Text excerpt
T-Bills

Bank of Canada Resumes Treasury Bill Purchases: What Does This Mean for Inflation?


The Bank of Canada (BoC) restarted its “routine” purchases of short-term Treasury bills (T-bills) on December 16, reigniting debate among economists about the impact of this move on prices in 2026 and the consequences of past asset purchase programs.

The central bank announced the decision on November 13, explaining it was necessary to “restore a more balanced mix of assets on the Bank’s balance sheet.” Treasury bills are debt securities with a maturity of up to one year, which Ottawa issues for temporary funding. The Bank forecasts that it will not need to resume the purchase of long-term government bonds until 2027.

Expert opinions are divided: Some argue that renewed T-bill purchases will increase the money supply and add inflationary pressure. Economist Jack Mintz from Calgary views this as a return to Quantitative Easing (QE), which, in his opinion, provides the government with a “cheap source of finance” for deficits and pushes prices upward. He rejects the idea that the increase in the money supply was unrelated to the inflationary surges of previous years.

Others, including former Bank of Canada deputy governor Paul Beaudry, call this move a routine balance-sheet operation that synchronizes the volume of cash in circulation with economic growth and will have little impact on prices. Beaudry believes that fears about inflation rising due to “money printing” are an “old view,” and critics should focus on how adequate the level of interest rates was. Carleton University professor Ian Lee agrees that this is a routine process, not “literal money printing.”

Causes of the 2021 Inflation Surge
There are significant disagreements regarding the causes of the inflationary surge observed during the COVID-19 period:

Paul Beaudry and Ian Lee agree that global supply chain problems were the main factor.

Ian Lee adds that Ottawa’s fiscal policy (direct payments to citizens) exacerbated the situation, provoking a rise in demand amid the supply shock. A report from the C.D. Howe Institute also places a “critical role” on fiscal policy ($360 billion in emergency transfers).

Jack Mintz believes the Bank of Canada “didn’t take inflation seriously,” and its monetary policy combined with government spending led to increased demand and prices.

💡 Forecasts
The Bank of Canada forecasts that inflation will remain at around 2% in 2026, although U.S. tariffs and the global restructuring of trade may exert upward pressure. Bank Governor Tiff Macklem stated in October that the current key interest rate (2.25%) is “at about the right level” to keep inflation close to the 2% target.

However, given that recent polls indicate 61% of Canadians believe the cost of living is worsening because of excessive government spending, the debates about Ottawa’s monetary and fiscal policies remain current.

Material provided
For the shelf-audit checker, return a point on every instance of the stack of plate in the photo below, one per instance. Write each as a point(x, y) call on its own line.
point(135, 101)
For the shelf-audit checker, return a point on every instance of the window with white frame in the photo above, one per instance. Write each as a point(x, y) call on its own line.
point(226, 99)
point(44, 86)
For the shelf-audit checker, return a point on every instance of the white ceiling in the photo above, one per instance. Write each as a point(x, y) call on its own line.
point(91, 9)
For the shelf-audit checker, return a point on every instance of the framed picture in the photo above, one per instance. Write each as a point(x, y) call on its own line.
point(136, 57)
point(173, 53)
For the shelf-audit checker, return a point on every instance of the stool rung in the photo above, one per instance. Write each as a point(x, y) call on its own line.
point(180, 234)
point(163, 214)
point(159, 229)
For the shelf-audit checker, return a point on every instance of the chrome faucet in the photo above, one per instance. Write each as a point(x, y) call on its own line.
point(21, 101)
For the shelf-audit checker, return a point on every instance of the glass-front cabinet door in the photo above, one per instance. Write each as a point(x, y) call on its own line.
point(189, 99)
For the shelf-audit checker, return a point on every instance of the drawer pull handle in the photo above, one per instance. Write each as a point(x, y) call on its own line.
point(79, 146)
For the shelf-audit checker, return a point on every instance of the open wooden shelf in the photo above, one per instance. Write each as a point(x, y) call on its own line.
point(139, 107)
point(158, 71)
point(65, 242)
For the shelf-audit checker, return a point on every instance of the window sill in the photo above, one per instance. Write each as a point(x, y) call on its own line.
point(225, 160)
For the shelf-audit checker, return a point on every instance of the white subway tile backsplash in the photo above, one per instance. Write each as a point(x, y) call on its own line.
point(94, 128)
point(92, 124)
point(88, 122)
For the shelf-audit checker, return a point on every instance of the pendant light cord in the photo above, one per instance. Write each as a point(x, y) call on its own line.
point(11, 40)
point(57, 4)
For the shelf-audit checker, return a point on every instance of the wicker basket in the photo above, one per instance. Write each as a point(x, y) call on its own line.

List of tasks
1) In the article on the Bank of Canada's Treasury bill purchases, on what date did the Bank restart its routine purchases of T-bills?
2) List every person named in the article on the Bank of Canada's Treasury bill purchases.

Answers for the tasks
1) December 16

2) Jack Mintz, Paul Beaudry, Ian Lee, Tiff Macklem